(Records taken from a data source)
________

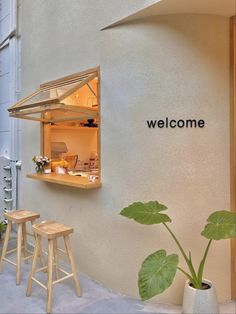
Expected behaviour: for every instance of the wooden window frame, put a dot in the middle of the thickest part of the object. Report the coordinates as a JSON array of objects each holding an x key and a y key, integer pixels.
[
  {"x": 233, "y": 145},
  {"x": 79, "y": 182}
]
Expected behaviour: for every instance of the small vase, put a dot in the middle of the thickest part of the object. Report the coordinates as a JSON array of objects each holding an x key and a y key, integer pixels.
[
  {"x": 200, "y": 301},
  {"x": 39, "y": 170}
]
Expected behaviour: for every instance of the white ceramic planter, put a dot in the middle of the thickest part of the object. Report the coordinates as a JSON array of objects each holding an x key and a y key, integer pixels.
[{"x": 200, "y": 301}]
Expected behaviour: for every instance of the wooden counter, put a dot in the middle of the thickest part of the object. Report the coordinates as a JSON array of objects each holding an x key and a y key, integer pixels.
[{"x": 65, "y": 179}]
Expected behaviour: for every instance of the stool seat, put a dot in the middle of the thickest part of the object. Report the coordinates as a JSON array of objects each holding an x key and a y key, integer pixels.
[
  {"x": 20, "y": 216},
  {"x": 52, "y": 229}
]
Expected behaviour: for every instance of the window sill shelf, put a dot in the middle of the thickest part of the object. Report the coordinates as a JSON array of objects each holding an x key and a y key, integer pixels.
[{"x": 65, "y": 179}]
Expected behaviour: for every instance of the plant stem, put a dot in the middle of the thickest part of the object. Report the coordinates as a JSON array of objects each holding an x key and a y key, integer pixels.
[
  {"x": 202, "y": 263},
  {"x": 189, "y": 263}
]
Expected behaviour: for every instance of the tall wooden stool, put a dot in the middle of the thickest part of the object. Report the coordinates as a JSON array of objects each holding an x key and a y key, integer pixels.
[
  {"x": 52, "y": 230},
  {"x": 20, "y": 217}
]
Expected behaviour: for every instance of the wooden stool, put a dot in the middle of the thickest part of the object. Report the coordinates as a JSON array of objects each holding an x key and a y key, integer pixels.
[
  {"x": 52, "y": 230},
  {"x": 20, "y": 217}
]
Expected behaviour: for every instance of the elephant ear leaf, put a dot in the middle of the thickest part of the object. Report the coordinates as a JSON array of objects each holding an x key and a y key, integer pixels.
[
  {"x": 221, "y": 225},
  {"x": 146, "y": 213},
  {"x": 156, "y": 274}
]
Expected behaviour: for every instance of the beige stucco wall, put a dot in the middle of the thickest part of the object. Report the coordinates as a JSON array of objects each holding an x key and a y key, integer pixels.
[{"x": 170, "y": 66}]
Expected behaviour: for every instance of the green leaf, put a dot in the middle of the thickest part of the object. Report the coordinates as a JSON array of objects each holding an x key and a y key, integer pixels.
[
  {"x": 146, "y": 213},
  {"x": 222, "y": 225},
  {"x": 157, "y": 274}
]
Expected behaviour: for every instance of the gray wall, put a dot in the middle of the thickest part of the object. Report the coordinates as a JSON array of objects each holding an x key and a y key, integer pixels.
[{"x": 176, "y": 66}]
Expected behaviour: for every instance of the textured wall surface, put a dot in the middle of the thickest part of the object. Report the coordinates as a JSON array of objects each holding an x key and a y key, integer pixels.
[{"x": 175, "y": 66}]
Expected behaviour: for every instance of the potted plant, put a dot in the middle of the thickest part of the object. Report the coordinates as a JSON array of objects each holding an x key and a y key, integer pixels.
[
  {"x": 41, "y": 162},
  {"x": 3, "y": 227},
  {"x": 159, "y": 269}
]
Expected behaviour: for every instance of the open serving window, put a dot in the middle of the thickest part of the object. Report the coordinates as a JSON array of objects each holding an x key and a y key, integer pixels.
[{"x": 69, "y": 112}]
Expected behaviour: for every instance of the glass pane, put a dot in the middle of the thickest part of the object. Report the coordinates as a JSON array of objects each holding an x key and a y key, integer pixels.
[
  {"x": 49, "y": 95},
  {"x": 86, "y": 96}
]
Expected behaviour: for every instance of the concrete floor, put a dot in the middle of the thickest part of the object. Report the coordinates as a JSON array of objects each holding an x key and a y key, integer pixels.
[{"x": 95, "y": 298}]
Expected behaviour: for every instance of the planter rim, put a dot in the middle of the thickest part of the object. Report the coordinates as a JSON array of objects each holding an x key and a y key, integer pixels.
[{"x": 208, "y": 282}]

________

* PROBLEM TO WORK ON: Copy the whole listing above word for word, leaving out the pictures.

* WRITTEN RESPONSE:
Expected behaviour: for every instance of the wooden window frame, put a dot in the middle of the thickest part of the object. Report the coordinates as a JSON array of objects each holding an x key and a y key, integer pixels.
[
  {"x": 233, "y": 145},
  {"x": 79, "y": 182}
]
Expected behaviour: for every instance of the small vase, put a dot in the middle of the thickest part of the object. Report the coordinates as a JSON array of objects each holding an x key and a y key, integer pixels.
[
  {"x": 200, "y": 301},
  {"x": 39, "y": 170}
]
Expected behaviour: for every instance of the white ceramic planter, put a dot in the middle of the thickest part of the object. Report the coordinates as a JSON array of objects each holding an x key and a y key, integer pixels.
[{"x": 200, "y": 301}]
Expected behaviour: for every instance of the wooden counter, put a dot in the middle of the thickest part of the object. Report the coordinates as a JSON array of objects each holding an x key and a y key, integer pixels.
[{"x": 65, "y": 179}]
Expected behaviour: for every instance of the stool seat, put a dot in the middle of the thickest part of the object. Report the coordinates as a JSON array of objects each holding an x key and a y key, integer pixels.
[
  {"x": 20, "y": 216},
  {"x": 52, "y": 229}
]
Expected behaviour: for every instance of the window sill shelf, put a dot in the middle of the thickest part of the object. Report the coordinates as a JSON array of objects each holding an x key and a y key, integer pixels.
[{"x": 65, "y": 179}]
Expected behaviour: for every instance of the plant stem, put a dot in the middle of the thickest part of the object. Report the coordinates as a JSON array of objects each holding an x key and a y key, integer pixels.
[
  {"x": 202, "y": 263},
  {"x": 189, "y": 263}
]
Expected behaviour: for every instance of the tall wooden stool, put a dot in the middle of the thickest part of the object. Report the coordinates as a JSON array of objects each holding an x key and a y key, integer pixels.
[
  {"x": 52, "y": 230},
  {"x": 20, "y": 217}
]
Expected behaviour: for every instance of the wooden stool, put a dot in the middle of the thickest part of the object. Report the coordinates as a JSON array of objects each holding an x key and a y key, integer pixels.
[
  {"x": 52, "y": 230},
  {"x": 20, "y": 217}
]
Expected behaviour: for every instance of the elephant ear leaf, put a dot in the middle of the thickest part of the object. Report the coordinates as a JSON array of objects each holding an x key and a y key, integer pixels.
[
  {"x": 221, "y": 225},
  {"x": 146, "y": 213},
  {"x": 156, "y": 274}
]
Expected behaviour: for every instance of the beige stucco wall, put a dot in the middle of the thickest part of the object. Report the coordinates as a JSON array of objects each holding an x key and a y key, integer pixels.
[{"x": 170, "y": 66}]
Expected behaviour: for every instance of the green leaf, put a dot in the middle of the thickest part of the object. Report the coordinates as a JSON array of objects each holding an x key and a y key, integer pixels.
[
  {"x": 146, "y": 213},
  {"x": 222, "y": 225},
  {"x": 157, "y": 274}
]
Expected behaviour: for every instance of the gray wall, put a dot in the middle of the thickest part of the object. Report the coordinates as a JSON array of objects each holding an x key and a y key, integer pixels.
[{"x": 176, "y": 66}]
Expected behaviour: for every instance of the textured wall surface, put a dot in the middle of the thickest part of the object. Report the coordinates as a JSON array of objects each holding an x key and a y key, integer pixels.
[{"x": 175, "y": 66}]
Expected behaviour: for every instance of the potted plant, put a dot in the middle of the thickest part of the object. Report the coordinates as a JSON array of objects each holding an x key and a y key, integer pixels.
[
  {"x": 41, "y": 162},
  {"x": 3, "y": 227},
  {"x": 159, "y": 269}
]
Expected behaviour: for every instance of the open serving window, put a dot in the middle of the thickest part of the object. Report the coordinates as a JSON array of objects each holding an x key and a y key, integer pixels.
[{"x": 69, "y": 112}]
Expected behaviour: for every instance of the glass pane, put a dot in the middle of the thickest part of the object. Report the coordinates as a JSON array of objects each holding an x key and a y key, integer pixels.
[
  {"x": 49, "y": 95},
  {"x": 86, "y": 96}
]
Expected behaviour: for every instance of the concrete floor, put a dot in the middle of the thickest part of the object. Report the coordinates as a JSON array of objects each holding an x key and a y key, integer pixels.
[{"x": 95, "y": 298}]
Expected behaviour: for every instance of the planter rim, put a dot in the middle of the thickest part of the object. Report the coordinates as a JSON array of objects each holding an x key and a y key, integer pixels.
[{"x": 208, "y": 282}]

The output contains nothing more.